Reproduce the following data word for word, leaving out the pictures.

'''

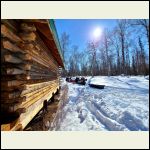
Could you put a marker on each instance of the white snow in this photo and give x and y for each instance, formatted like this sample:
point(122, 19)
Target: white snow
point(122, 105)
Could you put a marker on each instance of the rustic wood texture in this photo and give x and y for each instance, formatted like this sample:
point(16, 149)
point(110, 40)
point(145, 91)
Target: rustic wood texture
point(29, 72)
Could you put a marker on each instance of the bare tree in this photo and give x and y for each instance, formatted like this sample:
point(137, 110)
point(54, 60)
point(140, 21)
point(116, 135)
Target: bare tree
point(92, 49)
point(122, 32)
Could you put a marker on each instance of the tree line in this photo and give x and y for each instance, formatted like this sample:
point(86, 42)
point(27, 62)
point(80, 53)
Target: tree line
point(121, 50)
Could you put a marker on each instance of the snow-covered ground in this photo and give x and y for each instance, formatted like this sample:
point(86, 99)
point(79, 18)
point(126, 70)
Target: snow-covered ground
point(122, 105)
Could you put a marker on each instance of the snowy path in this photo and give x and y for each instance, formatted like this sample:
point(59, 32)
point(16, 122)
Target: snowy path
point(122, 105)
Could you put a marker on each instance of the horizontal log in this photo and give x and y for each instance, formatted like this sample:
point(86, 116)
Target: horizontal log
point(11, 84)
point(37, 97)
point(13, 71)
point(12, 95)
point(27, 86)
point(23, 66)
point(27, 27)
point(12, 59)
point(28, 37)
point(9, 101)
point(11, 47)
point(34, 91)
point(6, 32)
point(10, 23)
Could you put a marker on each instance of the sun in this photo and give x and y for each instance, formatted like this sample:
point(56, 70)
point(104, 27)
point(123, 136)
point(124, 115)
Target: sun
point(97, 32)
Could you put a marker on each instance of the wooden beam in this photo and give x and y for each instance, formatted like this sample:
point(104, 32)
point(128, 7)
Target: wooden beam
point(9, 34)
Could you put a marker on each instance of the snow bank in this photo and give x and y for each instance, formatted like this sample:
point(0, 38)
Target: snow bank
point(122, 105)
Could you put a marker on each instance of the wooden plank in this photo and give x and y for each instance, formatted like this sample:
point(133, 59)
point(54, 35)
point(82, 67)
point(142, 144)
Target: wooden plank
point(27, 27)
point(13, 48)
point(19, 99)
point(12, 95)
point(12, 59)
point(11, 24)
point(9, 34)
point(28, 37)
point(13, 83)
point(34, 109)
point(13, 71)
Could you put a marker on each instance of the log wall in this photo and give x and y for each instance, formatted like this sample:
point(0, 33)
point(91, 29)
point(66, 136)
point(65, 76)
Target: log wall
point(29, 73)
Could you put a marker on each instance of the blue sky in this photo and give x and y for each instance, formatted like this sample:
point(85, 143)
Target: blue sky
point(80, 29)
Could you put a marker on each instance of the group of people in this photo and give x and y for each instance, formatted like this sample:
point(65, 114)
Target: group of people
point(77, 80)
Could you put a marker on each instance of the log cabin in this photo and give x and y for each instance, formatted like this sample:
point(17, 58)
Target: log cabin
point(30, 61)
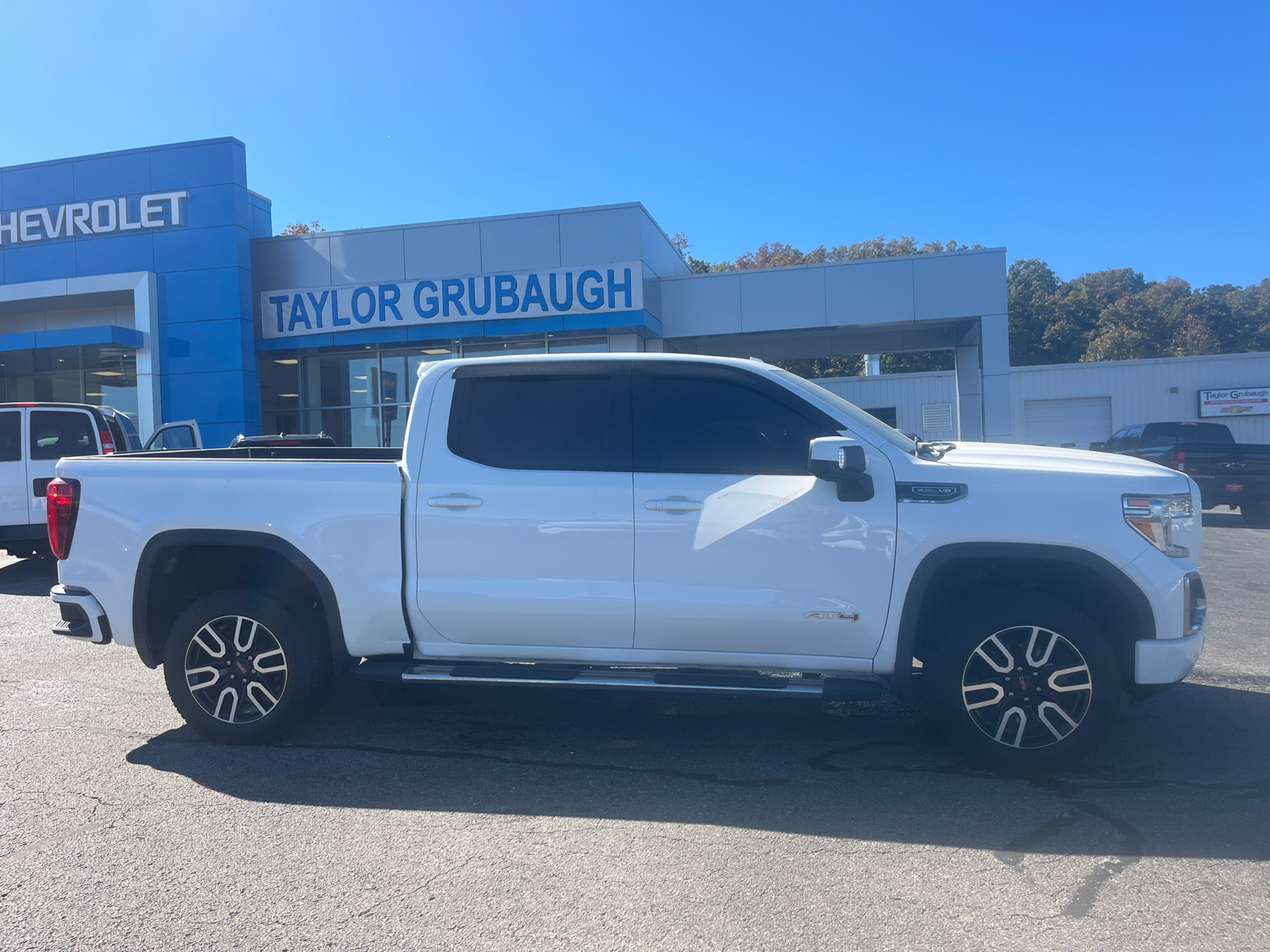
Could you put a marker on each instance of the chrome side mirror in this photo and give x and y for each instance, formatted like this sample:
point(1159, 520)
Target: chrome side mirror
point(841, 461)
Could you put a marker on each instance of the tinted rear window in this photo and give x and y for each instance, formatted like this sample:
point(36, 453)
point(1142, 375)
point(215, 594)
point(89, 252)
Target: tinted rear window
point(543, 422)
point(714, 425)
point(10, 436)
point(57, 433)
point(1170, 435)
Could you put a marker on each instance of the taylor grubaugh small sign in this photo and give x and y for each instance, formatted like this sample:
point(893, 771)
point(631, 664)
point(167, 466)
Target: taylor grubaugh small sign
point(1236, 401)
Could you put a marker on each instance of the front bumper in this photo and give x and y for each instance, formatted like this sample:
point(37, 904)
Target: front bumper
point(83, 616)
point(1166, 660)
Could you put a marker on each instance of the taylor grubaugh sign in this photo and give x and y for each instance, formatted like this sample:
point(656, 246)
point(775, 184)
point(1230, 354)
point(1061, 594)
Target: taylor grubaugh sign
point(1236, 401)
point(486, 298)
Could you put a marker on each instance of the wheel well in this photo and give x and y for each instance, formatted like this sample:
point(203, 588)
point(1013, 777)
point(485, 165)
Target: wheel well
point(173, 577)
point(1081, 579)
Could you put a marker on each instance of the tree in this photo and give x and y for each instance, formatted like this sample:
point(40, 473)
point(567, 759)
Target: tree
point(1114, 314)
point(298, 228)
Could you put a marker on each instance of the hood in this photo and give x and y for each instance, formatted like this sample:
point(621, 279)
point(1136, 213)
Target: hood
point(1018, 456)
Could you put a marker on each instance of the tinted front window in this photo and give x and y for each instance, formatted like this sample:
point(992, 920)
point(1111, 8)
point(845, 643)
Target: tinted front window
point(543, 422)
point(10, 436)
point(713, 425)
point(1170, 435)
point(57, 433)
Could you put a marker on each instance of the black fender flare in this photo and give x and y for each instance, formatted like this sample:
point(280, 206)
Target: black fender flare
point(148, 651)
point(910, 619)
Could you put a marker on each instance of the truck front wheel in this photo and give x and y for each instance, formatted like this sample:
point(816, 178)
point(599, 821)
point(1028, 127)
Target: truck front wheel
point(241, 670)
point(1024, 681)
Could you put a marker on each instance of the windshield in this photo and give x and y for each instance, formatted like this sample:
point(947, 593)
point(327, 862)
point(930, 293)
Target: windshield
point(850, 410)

'''

• **FULL SOLUTION**
Could you put a marker on each instance of the white snow in this photo and give x and y for each instance, formatted like this sample:
point(122, 19)
Target: white snow
point(122, 105)
Could you put a marker on each instance of the rustic wood texture in this photo and give x and y for each instance, formatted like this sample:
point(16, 149)
point(110, 40)
point(145, 91)
Target: rustic wood texture
point(29, 72)
Could you put a marker on each instance of the bare tree in this photo and give x and y for each instance, formatted like this sample:
point(137, 110)
point(54, 60)
point(140, 21)
point(116, 135)
Target: bare tree
point(92, 49)
point(122, 32)
Could you put a marker on each instance of the tree line in this photo and give x and y for each instance, formatted like this sample:
point(86, 42)
point(27, 62)
point(80, 53)
Target: tree line
point(121, 50)
Could you put a marker on each instance of the snow-covered ground in this photo and give x and y for each instance, formatted like this sample:
point(86, 99)
point(79, 18)
point(126, 70)
Target: snow-covered ground
point(122, 105)
Could you put a marker on each instance of the snowy path in this photo and give x and y for each instance, formatted like this sample:
point(59, 32)
point(16, 122)
Target: snowy path
point(122, 105)
Could you put a marker on each instance of the horizontal log in this photo and give x and y for each instance, formatted like this sample:
point(86, 116)
Target: horizontal log
point(11, 84)
point(37, 97)
point(13, 71)
point(12, 95)
point(27, 86)
point(23, 66)
point(27, 27)
point(12, 59)
point(28, 37)
point(9, 101)
point(11, 47)
point(34, 91)
point(6, 32)
point(10, 23)
Could you put a marker on each instance of the sun in this photo and give x and y for each instance, formatted like this sample:
point(56, 70)
point(104, 27)
point(123, 136)
point(124, 115)
Target: sun
point(97, 32)
Could you put a marker on each instance of the wooden beam in this photo and give x and y for each instance, formatted like this sample:
point(104, 32)
point(128, 7)
Target: wooden beam
point(9, 34)
Could you put a marker on each instance of the snow bank in this photo and give x and y for each instance, formatted like this sample:
point(0, 38)
Target: snow bank
point(122, 105)
Could you put a marker on each instance of the wooden plank in this photo and give x and y for each instance, formatted like this sample:
point(133, 59)
point(54, 35)
point(82, 67)
point(142, 144)
Target: wooden plank
point(27, 27)
point(13, 48)
point(19, 99)
point(12, 95)
point(12, 59)
point(11, 24)
point(9, 34)
point(28, 37)
point(13, 83)
point(34, 109)
point(13, 71)
Could you put a marker on each instance of the log wall in this photo and give x and y for each instance, formatted like this sample:
point(0, 33)
point(91, 29)
point(66, 136)
point(65, 76)
Target: log wall
point(29, 73)
Could you put a marker on each instance of the blue sky in this photo and give x and y for each instance, formatted like this sample:
point(85, 143)
Target: blue sky
point(80, 29)
Could you put a marker on each instance of the group of people in this photo and give x and y for each instance, formatted like this sample:
point(65, 114)
Target: group of people
point(77, 80)
Could you put a marker on each instance of the log cabin in this photo and give x and y for each instance, formatted like this sample:
point(17, 58)
Target: log cabin
point(30, 61)
Could you put a marker on each instance of the chrome side mirror in this photo and give x and y for each instance, formatted like this sample:
point(1159, 520)
Target: chrome side mirror
point(841, 461)
Could you put a marker on each instance of the tinted rear window in this photo and give x and y for each instance, formatted like this sample:
point(36, 453)
point(1142, 375)
point(215, 594)
point(89, 252)
Target: tinted rear window
point(543, 422)
point(714, 425)
point(10, 436)
point(57, 433)
point(1170, 435)
Could you put a marker on each instance of the taylor grubaugh small sign in this photo and give x and y for each instance, formatted like this sample:
point(893, 771)
point(631, 664)
point(167, 466)
Target: taylor grubaugh small sign
point(1236, 401)
Could you put a marker on each instance of the front bumper in this photo and give x and y for each instance, formatted like this sample:
point(37, 904)
Target: front bumper
point(83, 616)
point(1166, 660)
Could you put a marker on each instance of the taylor grubaugh sign in this photo and give x and y for each instance, formatted like this sample:
point(656, 246)
point(775, 184)
point(1230, 354)
point(1061, 594)
Target: taylor grubaugh sign
point(1236, 401)
point(486, 298)
Could you put a marker on each instance of the wheel well in this photo and give x and y for each instance, formatted like this sample:
point(203, 588)
point(1013, 777)
point(485, 165)
Target: wheel well
point(173, 577)
point(1081, 579)
Could you put a marker on each instance of the tree in this photo and give x and y for each instance, formatted like this sample:
point(40, 473)
point(567, 759)
Target: tree
point(1114, 314)
point(298, 228)
Could you put a marker on each instance of the hood in this photo and give x and y for each instance, formatted like this sample:
point(621, 279)
point(1136, 213)
Target: hood
point(1018, 456)
Could you put a marker on each instance of the tinted front window in this photo and give x and y for each instance, formatted like this sample:
point(992, 920)
point(1111, 8)
point(845, 643)
Target: tinted front window
point(543, 422)
point(10, 436)
point(713, 425)
point(1170, 435)
point(57, 433)
Could you put a marker on each instance of the black fender flare in this photo and give x and y for each instance, formatted like this sample:
point(280, 206)
Target: black fender flare
point(148, 651)
point(910, 619)
Could you put a marker on each instance of the truck front wheel in this photo and give x and y for each instance, formatted like this sample:
point(816, 178)
point(599, 821)
point(1028, 127)
Target: truck front wheel
point(241, 670)
point(1024, 681)
Could you put a marker on each instance of the windshield in this photo and give x and y for each instance, formatted like this sample:
point(947, 593)
point(327, 862)
point(930, 293)
Target: windshield
point(850, 410)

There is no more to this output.